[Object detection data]

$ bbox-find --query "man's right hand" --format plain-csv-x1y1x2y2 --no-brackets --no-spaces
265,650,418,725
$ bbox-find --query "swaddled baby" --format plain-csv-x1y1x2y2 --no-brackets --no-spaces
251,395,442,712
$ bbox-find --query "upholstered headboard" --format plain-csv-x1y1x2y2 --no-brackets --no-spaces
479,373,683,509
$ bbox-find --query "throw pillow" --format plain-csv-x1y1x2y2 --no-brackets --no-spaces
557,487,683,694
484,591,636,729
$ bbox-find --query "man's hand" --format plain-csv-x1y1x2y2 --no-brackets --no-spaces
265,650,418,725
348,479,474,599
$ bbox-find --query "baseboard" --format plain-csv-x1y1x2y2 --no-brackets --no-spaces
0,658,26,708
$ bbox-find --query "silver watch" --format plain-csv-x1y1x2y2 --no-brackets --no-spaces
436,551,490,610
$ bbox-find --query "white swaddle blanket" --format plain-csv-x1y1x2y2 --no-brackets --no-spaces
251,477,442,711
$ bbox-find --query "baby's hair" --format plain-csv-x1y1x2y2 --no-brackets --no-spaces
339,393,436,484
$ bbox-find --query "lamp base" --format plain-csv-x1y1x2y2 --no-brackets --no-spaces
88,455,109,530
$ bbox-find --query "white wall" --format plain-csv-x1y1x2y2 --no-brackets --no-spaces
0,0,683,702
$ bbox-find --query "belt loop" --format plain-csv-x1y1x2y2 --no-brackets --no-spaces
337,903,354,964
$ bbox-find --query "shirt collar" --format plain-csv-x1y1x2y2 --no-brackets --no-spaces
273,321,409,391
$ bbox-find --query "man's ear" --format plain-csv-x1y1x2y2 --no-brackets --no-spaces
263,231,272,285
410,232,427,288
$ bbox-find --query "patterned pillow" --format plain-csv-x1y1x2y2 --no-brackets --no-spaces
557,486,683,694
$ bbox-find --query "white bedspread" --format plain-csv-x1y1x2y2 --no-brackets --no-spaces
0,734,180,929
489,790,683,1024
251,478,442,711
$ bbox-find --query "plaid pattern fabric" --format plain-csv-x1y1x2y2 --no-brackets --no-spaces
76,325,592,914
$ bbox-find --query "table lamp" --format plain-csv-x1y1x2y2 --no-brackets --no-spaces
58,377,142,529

_PROBLEM STATEMENT_:
Scale all the items above. Write every line out again, including the lines that begin with $, and multiply each box coordinate in the answers by 1.7, rounding to whole numbers with halves rounded up.

_FINISHED EXERCISE_:
$ bbox-find --query "man's right hand" --format plain-csv-x1y1x2y2 --no-brackets --no-spaces
451,1105,711,1233
$ bbox-find --query "swaddled baby" --format plain-csv-x1y1x2y2 --no-brackets --no-spaces
427,672,751,1210
$ bbox-find --query "upholstered headboard" --format plain-csv-x1y1x2y2 --no-brackets --no-spaces
814,634,1161,865
$ bbox-find --query "throw pillow" --format plain-csv-x1y1x2y2 --no-brackets --no-spaces
947,828,1161,1180
823,1005,1081,1239
$ bbox-find --query "man's hand" --format plain-csv-x1y1x2y2 --no-brackets --no-spaces
451,1105,711,1233
592,814,806,1018
$ bbox-find --query "baseboard" --format plain-csv-x1y1x2y2 --no-brackets --no-spaces
0,1119,44,1204
$ bbox-find --query "silver watch" --format plain-csv-x1y1x2y2 --no-brackets --no-spaces
741,937,833,1037
$ bbox-find --query "white swaddle blanket" --format plain-csv-x1y1x2y2 --no-brackets --no-spaces
427,811,751,1209
$ bbox-find --query "baby's hair" --format plain-csv-x1y1x2y2 --no-brackets --no-spaces
576,668,741,823
$ bbox-find --query "lamp base" --format plain-csv-x1y1x2y2 --no-brackets --no-spaces
150,774,185,901
$ bbox-find --query "white wall" --format plain-csv-x1y1x2y2 --no-brackets --no-spaces
0,0,1161,1193
$ bbox-find --query "belt loop" --format plain-csv-x1y1x2y2 --no-brackets --no-spaces
573,1535,602,1639
$ bbox-find --query "shirt collar" --format plain-csv-x1y1x2y2 --no-brackets --no-spaces
464,546,695,665
$ bbox-find --query "man's ear" --format plain-csv-x1y1x2y2 --no-brackets --no-spaces
447,393,462,485
697,394,726,490
$ bbox-find --query "patterned pillow" --format plain-csv-x1y1x2y2 --no-brackets --no-spaces
947,826,1161,1180
$ bbox-find --query "white bedspread" --format plain-csv-x1y1x2y2 --no-brackets --no-spaces
0,1248,306,1579
831,1343,1161,1741
427,813,751,1209
$ bbox-find --query "plaid pattern fabric" --format plain-csv-x1y1x2y2 --no-brackets --no-spaces
129,553,1006,1554
$ bbox-find --query "table lamp" --format plain-csv-x1y1x2y2 --no-brackets --no-spaces
99,641,241,899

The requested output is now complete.